* _SOURCE EXTRACT_
*****
I’m training a DETR object detection model on a custom dataset. I’m following this roboflow article;
How to Train RT-DETR on a Custom Dataset with Transformers
But when I run the Trainer API with custom_metrics
, I get the error “CUDA Out of Memory”. I have reduced batch_size from 16 until 1, but the same error of “Out of memory”. Here’s how I’m creating the custom_metrics function
id2label = {id: label for id, label in enumerate(train_ds.classes)}
label2id = {label: id for id, label in enumerate(train_ds.classes)}
@dataclass
class ModelOutput:
logits: torch.Tensor
pred_boxes: torch.Tensor
class MAPEvaluator:
def __init__(self, image_processor, threshold=0.00, id2label=None):
self.image_processor = image_processor
self.threshold = threshold
self.id2label = id2label
def collect_image_sizes(self, targets):
"""Collect image sizes across the dataset as list of tensors with shape [batch_size, 2]."""
image_sizes = []
for batch in targets:
batch_image_sizes = torch.tensor(np.array([x["size"] for x in batch]))
image_sizes.append(batch_image_sizes)
*****
* _QUESTIONS TO ANSWER_
A – In two sentences, what does the forum post above describe?
B – Can you turn the paragraph of the forum post beginning "But when I run the Trainer API" into a short bulleted list that keeps its main facts?

* _PROVIDED DATA_
*****
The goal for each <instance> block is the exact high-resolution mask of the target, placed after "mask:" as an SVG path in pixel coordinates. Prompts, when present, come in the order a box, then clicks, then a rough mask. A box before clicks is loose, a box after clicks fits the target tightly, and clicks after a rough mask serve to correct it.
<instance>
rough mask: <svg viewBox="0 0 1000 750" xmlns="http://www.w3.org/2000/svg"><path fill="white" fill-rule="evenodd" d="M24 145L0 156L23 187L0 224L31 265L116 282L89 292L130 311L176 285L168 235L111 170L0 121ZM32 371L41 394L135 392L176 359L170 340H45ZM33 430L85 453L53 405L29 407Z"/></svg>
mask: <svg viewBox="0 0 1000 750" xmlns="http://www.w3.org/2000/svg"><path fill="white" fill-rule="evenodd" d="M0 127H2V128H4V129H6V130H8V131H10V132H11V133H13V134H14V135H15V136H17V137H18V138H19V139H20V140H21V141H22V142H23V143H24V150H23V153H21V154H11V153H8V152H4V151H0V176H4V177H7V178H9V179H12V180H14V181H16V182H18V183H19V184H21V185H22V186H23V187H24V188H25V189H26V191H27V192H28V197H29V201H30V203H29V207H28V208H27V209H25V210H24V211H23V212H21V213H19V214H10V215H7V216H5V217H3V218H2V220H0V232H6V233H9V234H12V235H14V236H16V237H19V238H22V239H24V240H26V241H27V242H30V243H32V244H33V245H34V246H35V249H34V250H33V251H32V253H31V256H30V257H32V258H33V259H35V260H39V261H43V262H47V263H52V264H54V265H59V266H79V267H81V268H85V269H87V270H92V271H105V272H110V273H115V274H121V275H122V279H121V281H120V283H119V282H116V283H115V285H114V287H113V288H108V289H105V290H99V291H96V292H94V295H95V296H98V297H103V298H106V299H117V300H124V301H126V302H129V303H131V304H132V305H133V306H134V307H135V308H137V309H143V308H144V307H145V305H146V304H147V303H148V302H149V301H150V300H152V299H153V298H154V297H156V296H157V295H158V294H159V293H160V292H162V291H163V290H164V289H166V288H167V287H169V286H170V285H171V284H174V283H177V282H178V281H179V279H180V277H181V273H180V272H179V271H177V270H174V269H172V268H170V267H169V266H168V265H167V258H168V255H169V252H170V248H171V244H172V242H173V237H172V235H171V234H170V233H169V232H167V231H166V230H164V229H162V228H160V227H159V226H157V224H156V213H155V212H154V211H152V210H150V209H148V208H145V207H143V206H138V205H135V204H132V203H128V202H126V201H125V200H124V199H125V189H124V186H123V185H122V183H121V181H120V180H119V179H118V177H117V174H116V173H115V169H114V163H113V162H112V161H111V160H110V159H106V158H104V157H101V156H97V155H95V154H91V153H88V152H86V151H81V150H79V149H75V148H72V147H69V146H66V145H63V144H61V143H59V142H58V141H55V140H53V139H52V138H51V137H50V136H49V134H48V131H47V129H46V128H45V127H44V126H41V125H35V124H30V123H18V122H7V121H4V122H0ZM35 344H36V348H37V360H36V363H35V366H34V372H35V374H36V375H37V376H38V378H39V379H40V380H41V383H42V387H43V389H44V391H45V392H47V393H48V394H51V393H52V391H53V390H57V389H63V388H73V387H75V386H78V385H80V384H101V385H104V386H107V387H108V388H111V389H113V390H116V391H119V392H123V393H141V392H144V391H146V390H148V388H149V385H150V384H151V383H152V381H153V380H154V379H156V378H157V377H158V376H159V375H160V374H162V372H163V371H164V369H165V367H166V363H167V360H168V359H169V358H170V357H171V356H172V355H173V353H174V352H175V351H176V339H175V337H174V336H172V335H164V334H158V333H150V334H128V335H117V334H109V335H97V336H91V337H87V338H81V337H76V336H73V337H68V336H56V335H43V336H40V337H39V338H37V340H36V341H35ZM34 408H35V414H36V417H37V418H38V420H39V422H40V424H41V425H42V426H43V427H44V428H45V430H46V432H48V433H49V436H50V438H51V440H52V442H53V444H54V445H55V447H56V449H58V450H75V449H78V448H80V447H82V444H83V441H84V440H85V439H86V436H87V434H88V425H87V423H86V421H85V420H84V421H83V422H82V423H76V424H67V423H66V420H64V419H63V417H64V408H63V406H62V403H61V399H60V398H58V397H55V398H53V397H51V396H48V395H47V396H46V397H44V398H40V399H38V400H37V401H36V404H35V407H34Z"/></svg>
*****
* _EXERCISE SOLUTIONS_
A – The poster is training a DETR object detection model on a custom dataset by following a Roboflow article on training RT-DETR with Transformers. Running the Trainer API with custom_metrics produces a "CUDA Out of Memory" error, and it persists even after batch_size is reduced from 16 to 1.

B –
- Running the Trainer API with custom_metrics raises a "CUDA Out of Memory" error.
- Lowering batch_size from 16 down to 1 does not fix the error.
- The code that follows shows how the custom_metrics function is created.